[Your objective] Would you set down every line of the data below exactly as it reads?

== Supplied data ==

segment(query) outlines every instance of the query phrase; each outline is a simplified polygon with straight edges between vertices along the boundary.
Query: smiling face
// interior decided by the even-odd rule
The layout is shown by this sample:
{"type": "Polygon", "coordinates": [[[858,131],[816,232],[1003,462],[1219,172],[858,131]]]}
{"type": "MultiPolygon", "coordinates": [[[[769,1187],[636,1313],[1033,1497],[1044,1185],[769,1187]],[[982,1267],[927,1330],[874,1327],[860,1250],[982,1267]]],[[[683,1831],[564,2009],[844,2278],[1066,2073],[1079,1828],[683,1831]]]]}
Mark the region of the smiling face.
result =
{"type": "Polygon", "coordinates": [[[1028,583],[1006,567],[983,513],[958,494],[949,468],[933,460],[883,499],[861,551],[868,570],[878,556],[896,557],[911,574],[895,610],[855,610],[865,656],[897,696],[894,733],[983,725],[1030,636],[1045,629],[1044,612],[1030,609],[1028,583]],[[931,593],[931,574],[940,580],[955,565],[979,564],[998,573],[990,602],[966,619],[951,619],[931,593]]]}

===

[Solution]
segment(query) outlines every instance of the query phrase; each outline is a simplified polygon with straight edges between vertices along the boundary.
Query: smiling face
// interior decided by the even-odd rule
The layout is shown by this sample:
{"type": "Polygon", "coordinates": [[[858,131],[816,232],[1003,462],[1219,172],[858,131]]]}
{"type": "MultiPolygon", "coordinates": [[[[769,1187],[636,1313],[1033,1497],[1044,1185],[769,1187]],[[982,1267],[927,1330],[874,1327],[860,1250],[982,1267]]],[[[683,1831],[564,2009],[844,2278],[1066,2073],[1079,1828],[683,1831]]]]}
Mark the region of the smiling face.
result =
{"type": "Polygon", "coordinates": [[[1028,583],[1006,567],[983,513],[958,494],[949,468],[933,460],[883,499],[861,551],[868,570],[878,556],[896,557],[911,574],[895,610],[855,610],[865,656],[897,696],[894,733],[983,725],[1030,636],[1045,629],[1044,612],[1030,609],[1028,583]],[[931,593],[931,574],[940,580],[955,565],[979,564],[998,573],[990,602],[966,619],[951,619],[931,593]]]}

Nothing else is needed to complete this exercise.